Things to do.
**a.** Answer these questions from the text on client satisfaction in consulting:
(i) Clients of which type of consulting were more likely to be satisfied across the board?
(ii) For clients of IT-related consulting, when was disappointment most apparent?
(iii) On which issues are HR consulting clients more positive than others?
**b.** Retype the stretch of the text on client satisfaction in consulting from "Analysing client satisfaction" through "with the results.".

Text section.
Analysing client satisfaction in different types of consulting suggests that:

  • Clients of outsourcing-related consulting projects were more likely to be satisfied across the board than clients of other types of consulting. In particular, their expectations for increasing market share, increasing revenue and improving customer satisfaction were more likely to be met. The growth of the outsourcing market, which has accelerated since the millennium, is often attributed to macro-economic factors - falling share prices, a focus on costs. However, these findings suggest a more positive reason: many clients are simply pleased with the results.

  • By contrast, clients of IT-related consulting are more likely to be dissatisfied. These were the clients who, across all the different categories of expectations, consistently rated consultants as less likely than average to exceed expectations. Disappointment was most apparent when it came to rating the impact of projects in broad business terms (increased revenue and market share, improved share price performance). Of course, it may be that technology consulting clients simply had higher expectations than outsourcing clients, but it does suggest that clients continue to find it difficult to relate the immediate increases in productivity that come from using IT with business performance overall.

  • HR consulting clients are more positive than others when it comes to cost reduction and headcount issues - not surprisingly. Perhaps more worryingly from the consulting firms' point of view, they are less likely to be satisfied when it comes to improving productivity or management capability.

Source data.
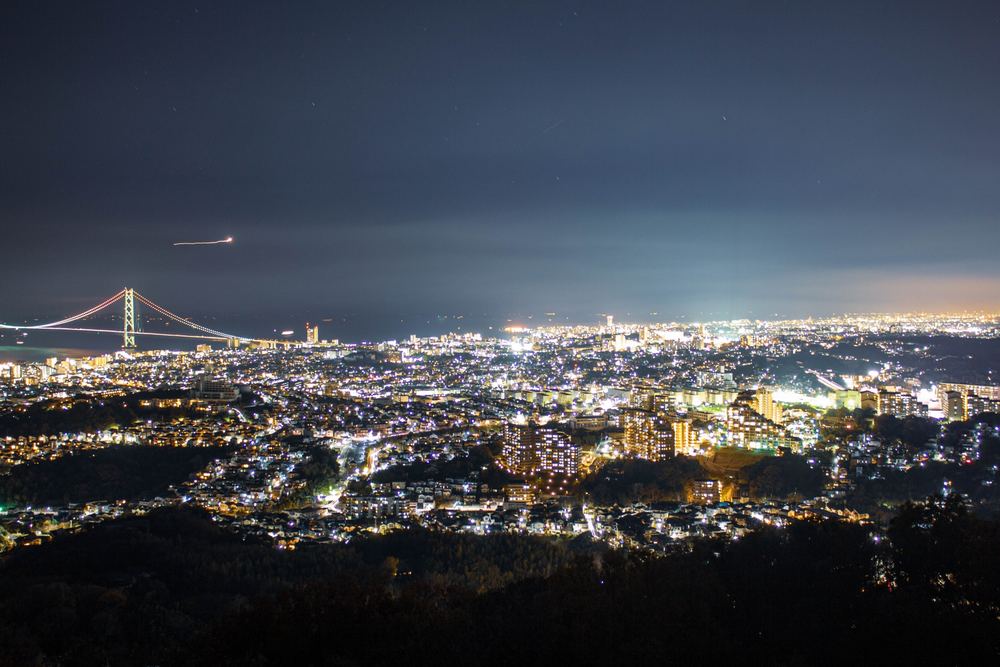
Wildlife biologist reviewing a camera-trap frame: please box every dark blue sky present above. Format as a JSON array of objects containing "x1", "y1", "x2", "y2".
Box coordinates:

Per-task answers.
**a.**
(i) Outsourcing-related consulting.
(ii) When rating the impact of projects in broad business terms (increased revenue and market share, improved share price performance).
(iii) Cost reduction and headcount issues.

**b.**
Analysing client satisfaction in different types of consulting suggests that:

  • Clients of outsourcing-related consulting projects were more likely to be satisfied across the board than clients of other types of consulting. In particular, their expectations for increasing market share, increasing revenue and improving customer satisfaction were more likely to be met. The growth of the outsourcing market, which has accelerated since the millennium, is often attributed to macro-economic factors - falling share prices, a focus on costs. However, these findings suggest a more positive reason: many clients are simply pleased with the results.